• [SOURCE EXTRACT]:
In this version the lawyer/scribe is clearly identified as a Pharisee, and instead of a single Pharisee overhearing Jesus out-debating the Pharisees, approving, and coming over to find out more about Jesus’s positions, it’s a group of Pharisees getting together and sending one of their number to “test” him.
Jesus gives basically the same answer he gives in the other version.
But then, instead of the lawyer giving an approving response and citing his own teaching, Jesus doesn’t wait for an answer and pushes on to challenge the Pharisees on their view of the messiah, tells them they’re wrong, and then no one is able to “give him an answer.”
The story has been recast from a mutually approving meeting between two colleagues to a David and Goliath story in which Jesus, surprisingly, dumbfounds a monolithic and hostile group of Pharisees.
The Pharisees also warn Jesus and his followers when the Romans or Herod are coming for them (e.g. Luke 13:31), and when the narrative moves to Jerusalem and begins the Passion sequence, the Pharisees drop out of it (except as voices of moderation in the Sanhedrin) because they had no philosophical or ideological reasons to be involved with the Romans.

• [CHALLENGES]:
• a. Reproduce the passage on Jesus and the Pharisees word for word, starting at "In this version" and ending at "the other version.".
• b. Extend the passage on Jesus and the Pharisees, picking up after its final sentence.

• [EXTRACTED ENTRIES]:
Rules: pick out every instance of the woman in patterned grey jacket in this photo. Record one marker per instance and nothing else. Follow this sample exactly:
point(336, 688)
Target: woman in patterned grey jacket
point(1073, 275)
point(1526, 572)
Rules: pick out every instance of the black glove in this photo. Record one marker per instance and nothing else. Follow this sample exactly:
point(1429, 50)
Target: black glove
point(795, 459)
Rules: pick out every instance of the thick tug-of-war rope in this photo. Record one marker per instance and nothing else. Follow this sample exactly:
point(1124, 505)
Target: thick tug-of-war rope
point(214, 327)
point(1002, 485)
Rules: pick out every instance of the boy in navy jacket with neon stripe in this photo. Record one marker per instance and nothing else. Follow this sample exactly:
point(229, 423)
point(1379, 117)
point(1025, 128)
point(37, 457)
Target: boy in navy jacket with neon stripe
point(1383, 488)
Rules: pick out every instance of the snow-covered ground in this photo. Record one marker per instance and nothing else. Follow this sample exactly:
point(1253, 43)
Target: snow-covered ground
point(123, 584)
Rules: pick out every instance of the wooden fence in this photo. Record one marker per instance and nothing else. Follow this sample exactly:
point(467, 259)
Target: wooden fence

• [PER-TASK ANSWERS]:
• a.
In this version the lawyer/scribe is clearly identified as a Pharisee, and instead of a single Pharisee overhearing Jesus out-debating the Pharisees, approving, and coming over to find out more about Jesus’s positions, it’s a group of Pharisees getting together and sending one of their number to “test” him.
Jesus gives basically the same answer he gives in the other version.

• b.
Jesus (possibly! if it’s not simply later additions by later editors) criticized the Pharisees not because he thought they were the worst of the community around him, but because they were the best of the community around him, and that other groups like the Sadducees were largely unreachable. He criticized them not because they were the least like him, but because they were the most like him.
Nothing Jesus is recorded as saying in the synoptic gospels (John is weird and gnostic, and I’m not even going to get into what Paul says Jesus said) is out of keeping with what the Pharisees were saying. Not every Pharisee, because their entire shtick was disagreeing with each other, but when he wasn’t reiterating majority positions, he was reiterating minority ones. Nothing he said was something that would have induced the Pharisees—assuming they even had the power, which they probably didn’t—to get him executed.
Like many, many of his fellow Jews, he was executed via a Roman method of execution for something that Romans, not Jews, considered a crime. The Romans even put a handy sign up on his cross explaining that. Moreover, the crime for which he was executed—sedition—was one that the Pharisees sympathized with, not opposed—and ultimately would throw their collective weight behind a few decades later. Even if most of them probably would have told him to hold off for a bit until a better time, it wasn’t something for which they’d try to get him killed.
Ultimately, even if they disagreed with his timing, their position is pretty clearly articulated by Gamaliel in Acts 5:38-39: if God isn’t behind this activity, it will fail; if God is behind it, it will succeed. Either way, don’t try to stop it.
For another Jewish perspective, here's a great thread by Rabbi Ruttenberg on Jesus and the Pharisees.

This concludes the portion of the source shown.